(SHORT EXERCISE):
Rewrite the entries below, changing every "tall deciduous tree" to "tall broadleaf tree" and leaving everything else the same.

§

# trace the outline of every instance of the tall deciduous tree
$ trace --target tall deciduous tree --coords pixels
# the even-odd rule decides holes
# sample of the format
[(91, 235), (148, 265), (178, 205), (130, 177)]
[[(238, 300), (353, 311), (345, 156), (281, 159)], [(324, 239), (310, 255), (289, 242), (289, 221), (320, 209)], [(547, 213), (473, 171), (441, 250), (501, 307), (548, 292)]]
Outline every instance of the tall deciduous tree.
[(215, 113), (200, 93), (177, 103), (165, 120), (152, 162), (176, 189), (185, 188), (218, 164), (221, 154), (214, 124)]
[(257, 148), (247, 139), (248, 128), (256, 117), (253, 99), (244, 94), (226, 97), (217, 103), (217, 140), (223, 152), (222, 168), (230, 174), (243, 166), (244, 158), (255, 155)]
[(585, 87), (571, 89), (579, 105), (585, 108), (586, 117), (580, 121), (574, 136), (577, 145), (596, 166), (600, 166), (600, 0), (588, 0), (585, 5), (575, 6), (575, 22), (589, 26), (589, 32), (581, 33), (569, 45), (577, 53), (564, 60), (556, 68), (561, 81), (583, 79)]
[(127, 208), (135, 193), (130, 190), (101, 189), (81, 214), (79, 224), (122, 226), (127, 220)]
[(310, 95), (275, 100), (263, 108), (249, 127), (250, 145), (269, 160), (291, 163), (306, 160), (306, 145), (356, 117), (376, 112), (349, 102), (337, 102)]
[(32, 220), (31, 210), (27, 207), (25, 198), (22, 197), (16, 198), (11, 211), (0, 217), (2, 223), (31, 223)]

§

(EXERCISE RESULT):
# trace the outline of every instance of the tall broadleaf tree
$ trace --target tall broadleaf tree --coords pixels
# the even-odd rule decides holes
# sample of the format
[(91, 235), (148, 265), (178, 205), (130, 177)]
[[(238, 300), (353, 311), (345, 156), (281, 159)], [(324, 239), (310, 255), (289, 242), (289, 221), (320, 209)], [(547, 213), (473, 171), (441, 250), (501, 307), (548, 292)]]
Outline every instance of the tall broadleaf tree.
[(215, 113), (200, 93), (177, 103), (165, 120), (152, 162), (176, 189), (185, 188), (218, 164), (221, 154), (214, 124)]
[(257, 148), (247, 139), (248, 128), (256, 117), (253, 99), (244, 94), (226, 97), (217, 103), (217, 140), (223, 152), (222, 168), (230, 174), (243, 166), (244, 158), (255, 155)]
[(585, 87), (571, 89), (579, 105), (585, 108), (586, 117), (580, 121), (574, 136), (577, 145), (596, 166), (600, 166), (600, 0), (588, 0), (585, 5), (575, 6), (575, 22), (589, 26), (589, 32), (581, 33), (569, 45), (577, 53), (564, 60), (556, 68), (561, 81), (583, 79)]
[(127, 208), (135, 193), (130, 190), (101, 189), (81, 214), (79, 224), (122, 226), (127, 220)]
[(310, 95), (275, 100), (263, 108), (249, 127), (250, 145), (269, 160), (291, 163), (306, 160), (306, 145), (356, 117), (376, 112), (349, 102), (337, 102)]
[(32, 220), (31, 210), (27, 207), (25, 198), (22, 197), (16, 198), (11, 211), (0, 217), (2, 223), (31, 223)]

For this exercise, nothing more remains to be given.